> [Data extracted from a collection]
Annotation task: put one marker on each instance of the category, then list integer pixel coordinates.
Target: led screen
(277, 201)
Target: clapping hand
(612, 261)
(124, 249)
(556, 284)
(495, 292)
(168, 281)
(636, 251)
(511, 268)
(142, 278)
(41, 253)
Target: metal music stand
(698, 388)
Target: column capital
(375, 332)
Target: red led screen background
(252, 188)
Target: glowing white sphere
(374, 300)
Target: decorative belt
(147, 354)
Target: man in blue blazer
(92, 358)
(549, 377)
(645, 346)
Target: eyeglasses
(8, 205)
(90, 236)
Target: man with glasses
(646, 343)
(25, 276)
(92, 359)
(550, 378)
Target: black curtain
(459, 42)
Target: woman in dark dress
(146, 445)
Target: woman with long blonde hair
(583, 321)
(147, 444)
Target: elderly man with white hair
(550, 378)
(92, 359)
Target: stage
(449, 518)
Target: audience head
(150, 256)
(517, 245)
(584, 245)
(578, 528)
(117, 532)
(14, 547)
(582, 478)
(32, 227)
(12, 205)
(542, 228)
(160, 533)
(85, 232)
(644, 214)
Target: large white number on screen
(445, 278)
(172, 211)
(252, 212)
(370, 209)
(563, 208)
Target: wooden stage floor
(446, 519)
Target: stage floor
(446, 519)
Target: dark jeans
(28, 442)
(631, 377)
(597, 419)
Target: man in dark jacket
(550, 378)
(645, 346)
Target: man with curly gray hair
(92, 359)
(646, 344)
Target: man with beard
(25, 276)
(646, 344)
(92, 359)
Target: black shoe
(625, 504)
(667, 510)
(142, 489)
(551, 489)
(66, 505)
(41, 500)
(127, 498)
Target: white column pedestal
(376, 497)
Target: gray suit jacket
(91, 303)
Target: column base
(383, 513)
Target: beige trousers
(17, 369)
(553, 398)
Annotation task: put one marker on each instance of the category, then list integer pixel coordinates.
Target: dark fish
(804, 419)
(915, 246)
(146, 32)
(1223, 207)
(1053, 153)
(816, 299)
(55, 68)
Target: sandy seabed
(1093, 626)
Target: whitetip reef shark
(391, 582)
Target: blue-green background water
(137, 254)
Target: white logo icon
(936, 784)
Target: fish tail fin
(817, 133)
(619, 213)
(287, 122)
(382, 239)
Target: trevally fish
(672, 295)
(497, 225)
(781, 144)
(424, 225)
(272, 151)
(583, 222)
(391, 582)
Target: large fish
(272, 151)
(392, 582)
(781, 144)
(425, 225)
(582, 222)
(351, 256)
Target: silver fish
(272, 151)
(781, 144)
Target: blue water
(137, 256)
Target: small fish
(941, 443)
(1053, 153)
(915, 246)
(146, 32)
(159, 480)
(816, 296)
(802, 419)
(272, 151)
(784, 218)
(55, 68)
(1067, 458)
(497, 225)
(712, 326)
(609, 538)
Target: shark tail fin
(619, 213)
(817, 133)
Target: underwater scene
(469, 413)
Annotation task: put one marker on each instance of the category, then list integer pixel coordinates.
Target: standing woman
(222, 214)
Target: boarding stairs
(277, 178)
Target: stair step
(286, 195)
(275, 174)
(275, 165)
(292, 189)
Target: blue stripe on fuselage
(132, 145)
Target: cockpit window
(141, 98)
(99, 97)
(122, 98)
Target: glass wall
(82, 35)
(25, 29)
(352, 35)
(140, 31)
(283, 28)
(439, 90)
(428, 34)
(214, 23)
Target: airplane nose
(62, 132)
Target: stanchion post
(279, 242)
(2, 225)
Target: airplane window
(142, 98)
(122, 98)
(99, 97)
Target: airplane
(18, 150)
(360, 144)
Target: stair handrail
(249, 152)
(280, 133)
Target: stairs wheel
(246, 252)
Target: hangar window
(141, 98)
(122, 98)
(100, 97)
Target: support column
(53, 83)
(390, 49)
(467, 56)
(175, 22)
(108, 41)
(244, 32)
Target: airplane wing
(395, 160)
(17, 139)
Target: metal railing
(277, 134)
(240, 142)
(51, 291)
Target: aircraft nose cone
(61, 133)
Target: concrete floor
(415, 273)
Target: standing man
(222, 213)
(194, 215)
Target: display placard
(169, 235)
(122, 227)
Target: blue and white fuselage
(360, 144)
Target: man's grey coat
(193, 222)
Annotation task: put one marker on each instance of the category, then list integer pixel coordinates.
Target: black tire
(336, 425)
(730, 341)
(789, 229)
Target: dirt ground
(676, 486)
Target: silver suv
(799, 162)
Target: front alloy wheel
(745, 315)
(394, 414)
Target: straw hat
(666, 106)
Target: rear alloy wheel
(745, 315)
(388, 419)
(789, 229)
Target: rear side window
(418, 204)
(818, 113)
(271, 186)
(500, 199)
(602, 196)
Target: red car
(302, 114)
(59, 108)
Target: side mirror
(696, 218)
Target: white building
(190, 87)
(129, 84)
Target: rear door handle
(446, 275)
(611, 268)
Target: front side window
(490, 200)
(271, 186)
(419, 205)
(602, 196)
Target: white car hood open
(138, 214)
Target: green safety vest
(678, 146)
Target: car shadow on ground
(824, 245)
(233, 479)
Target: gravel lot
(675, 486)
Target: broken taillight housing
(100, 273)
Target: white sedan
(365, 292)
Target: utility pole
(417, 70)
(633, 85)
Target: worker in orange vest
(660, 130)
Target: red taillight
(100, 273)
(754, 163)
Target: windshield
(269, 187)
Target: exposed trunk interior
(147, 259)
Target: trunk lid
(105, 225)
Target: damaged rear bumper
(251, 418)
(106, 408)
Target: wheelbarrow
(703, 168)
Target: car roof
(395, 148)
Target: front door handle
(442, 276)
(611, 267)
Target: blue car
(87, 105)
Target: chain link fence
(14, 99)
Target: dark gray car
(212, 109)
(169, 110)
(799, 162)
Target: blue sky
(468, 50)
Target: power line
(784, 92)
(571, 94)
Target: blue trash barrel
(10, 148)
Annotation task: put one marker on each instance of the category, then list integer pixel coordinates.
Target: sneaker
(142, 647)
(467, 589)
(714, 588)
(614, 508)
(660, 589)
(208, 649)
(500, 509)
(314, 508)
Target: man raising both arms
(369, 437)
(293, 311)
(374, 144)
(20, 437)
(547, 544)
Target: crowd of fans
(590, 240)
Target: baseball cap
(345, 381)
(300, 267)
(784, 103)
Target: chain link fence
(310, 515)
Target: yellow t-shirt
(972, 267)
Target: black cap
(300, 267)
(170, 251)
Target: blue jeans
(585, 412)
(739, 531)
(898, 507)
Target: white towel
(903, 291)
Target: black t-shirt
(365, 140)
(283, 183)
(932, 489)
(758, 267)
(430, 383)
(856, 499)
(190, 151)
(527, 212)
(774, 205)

> [TASK DETAILS] Each entry above needs to be returned exactly as written.

> [WRITTEN ANSWER]
Annotation task: put one marker on each instance of the category, then list integer pixel coordinates.
Target: led screen
(277, 201)
Target: clapping hand
(612, 261)
(124, 249)
(556, 284)
(495, 292)
(168, 281)
(636, 251)
(511, 268)
(142, 278)
(41, 253)
Target: metal music stand
(698, 388)
Target: column capital
(375, 332)
Target: red led screen background
(252, 188)
Target: glowing white sphere
(374, 300)
Target: decorative belt
(147, 354)
Target: man in blue blazer
(92, 358)
(549, 377)
(645, 346)
Target: eyeglasses
(8, 205)
(90, 236)
Target: man with glasses
(646, 343)
(25, 276)
(92, 359)
(550, 378)
Target: black curtain
(459, 42)
Target: woman in dark dress
(146, 445)
Target: woman with long blonde hair
(583, 321)
(147, 444)
Target: elderly man with white hair
(550, 378)
(92, 359)
Target: stage
(449, 518)
Target: audience head
(150, 256)
(517, 245)
(584, 245)
(578, 528)
(117, 532)
(14, 547)
(582, 478)
(32, 227)
(12, 205)
(542, 228)
(160, 533)
(85, 232)
(644, 214)
Target: large white number on screen
(445, 278)
(172, 211)
(252, 212)
(370, 209)
(563, 208)
Target: wooden stage floor
(446, 519)
Target: stage floor
(446, 519)
Target: dark jeans
(28, 442)
(631, 377)
(597, 419)
Target: man in dark jacket
(550, 378)
(645, 346)
Target: man with curly gray hair
(92, 359)
(646, 344)
Target: man with beard
(25, 276)
(646, 344)
(92, 359)
Target: black shoe
(625, 504)
(667, 510)
(142, 489)
(551, 489)
(66, 505)
(41, 500)
(127, 498)
Target: white column pedestal
(376, 497)
Target: gray suit jacket
(91, 303)
Target: column base
(383, 513)
Target: beige trousers
(17, 369)
(553, 398)
Annotation task: put one marker on each instance of the category, then list integer pixel coordinates.
Target: dark fish
(804, 419)
(915, 246)
(146, 32)
(1223, 207)
(1053, 153)
(816, 299)
(55, 68)
Target: sandy seabed
(1093, 626)
Target: whitetip reef shark
(391, 582)
Target: blue-green background water
(137, 254)
Target: white logo icon
(936, 784)
Target: fish tail fin
(817, 133)
(619, 213)
(287, 122)
(382, 239)
Target: trevally fish
(672, 295)
(497, 225)
(781, 144)
(424, 225)
(272, 151)
(583, 222)
(391, 582)
Target: large fish
(272, 151)
(392, 582)
(781, 144)
(425, 225)
(582, 222)
(351, 256)
Target: silver fish
(272, 151)
(781, 144)
Target: blue water
(137, 256)
Target: small fish
(941, 443)
(1053, 153)
(915, 246)
(146, 32)
(159, 480)
(816, 296)
(802, 419)
(272, 151)
(784, 218)
(55, 68)
(1067, 458)
(497, 225)
(712, 326)
(609, 538)
Target: shark tail fin
(619, 213)
(817, 133)
Target: underwater scene
(469, 413)
Annotation task: put one marker on each instance of the category, then list integer pixel coordinates.
Target: standing woman
(222, 214)
Target: boarding stairs
(277, 178)
Target: stair step
(286, 195)
(275, 174)
(275, 165)
(292, 189)
Target: blue stripe on fuselage
(132, 145)
Target: cockpit window
(141, 98)
(99, 97)
(122, 98)
Target: glass wall
(82, 35)
(25, 29)
(352, 35)
(140, 31)
(283, 28)
(439, 90)
(428, 34)
(214, 23)
Target: airplane nose
(62, 132)
Target: stanchion post
(279, 242)
(2, 225)
Target: airplane window
(142, 98)
(122, 98)
(99, 97)
Target: airplane
(18, 150)
(360, 144)
Target: stair handrail
(249, 152)
(280, 133)
Target: stairs wheel
(246, 252)
Target: hangar window
(141, 98)
(122, 98)
(100, 97)
Target: support column
(53, 83)
(390, 49)
(467, 56)
(175, 22)
(108, 41)
(244, 32)
Target: airplane wing
(395, 160)
(17, 139)
Target: metal railing
(277, 134)
(240, 142)
(51, 291)
Target: aircraft nose cone
(61, 133)
Target: concrete floor
(415, 273)
Target: standing man
(222, 213)
(194, 215)
Target: display placard
(169, 235)
(122, 227)
Target: blue and white fuselage
(360, 144)
Target: man's grey coat
(193, 222)
Annotation task: put one marker on each instance of the category, then list integer pixel coordinates.
Target: black tire
(336, 425)
(730, 341)
(789, 229)
Target: dirt ground
(676, 486)
Target: silver suv
(799, 162)
Target: front alloy wheel
(745, 315)
(394, 414)
Target: straw hat
(666, 106)
Target: rear alloy wheel
(745, 315)
(388, 419)
(789, 229)
Target: rear side window
(418, 204)
(818, 113)
(271, 186)
(500, 199)
(602, 196)
Target: red car
(302, 114)
(59, 108)
Target: side mirror
(696, 218)
Target: white building
(190, 87)
(129, 84)
Target: rear door handle
(446, 275)
(611, 268)
Target: front side window
(490, 200)
(271, 186)
(419, 205)
(602, 196)
Target: white car hood open
(138, 214)
Target: green safety vest
(678, 146)
Target: car shadow on ground
(824, 245)
(233, 479)
Target: gravel lot
(675, 486)
Target: broken taillight housing
(100, 273)
Target: white sedan
(365, 292)
Target: utility pole
(417, 70)
(633, 85)
Target: worker in orange vest
(660, 130)
Target: red taillight
(100, 273)
(754, 163)
Target: windshield
(269, 187)
Target: exposed trunk interior
(147, 259)
Target: trunk lid
(105, 225)
Target: damaged rear bumper
(251, 418)
(106, 408)
Target: wheelbarrow
(703, 168)
Target: car roof
(395, 148)
Target: front door handle
(442, 276)
(611, 267)
Target: blue car
(87, 105)
Target: chain link fence
(14, 99)
Target: dark gray car
(212, 109)
(169, 110)
(799, 162)
Target: blue sky
(468, 50)
Target: power line
(784, 92)
(571, 94)
Target: blue trash barrel
(10, 148)
Annotation task: put one marker on each instance of the category, then list integer pixel coordinates.
Target: sneaker
(142, 647)
(467, 589)
(714, 588)
(614, 508)
(660, 589)
(208, 649)
(500, 509)
(314, 508)
Target: man raising both arms
(369, 437)
(293, 311)
(374, 144)
(20, 437)
(547, 544)
Target: crowd of fans
(590, 240)
Target: baseball cap
(345, 381)
(300, 267)
(784, 103)
Target: chain link fence
(310, 515)
Target: yellow t-shirt
(972, 267)
Target: black cap
(300, 267)
(170, 251)
Target: blue jeans
(585, 412)
(739, 531)
(898, 507)
Target: white towel
(903, 291)
Target: black t-shirt
(365, 140)
(283, 183)
(932, 489)
(758, 267)
(430, 383)
(856, 499)
(190, 151)
(527, 212)
(774, 205)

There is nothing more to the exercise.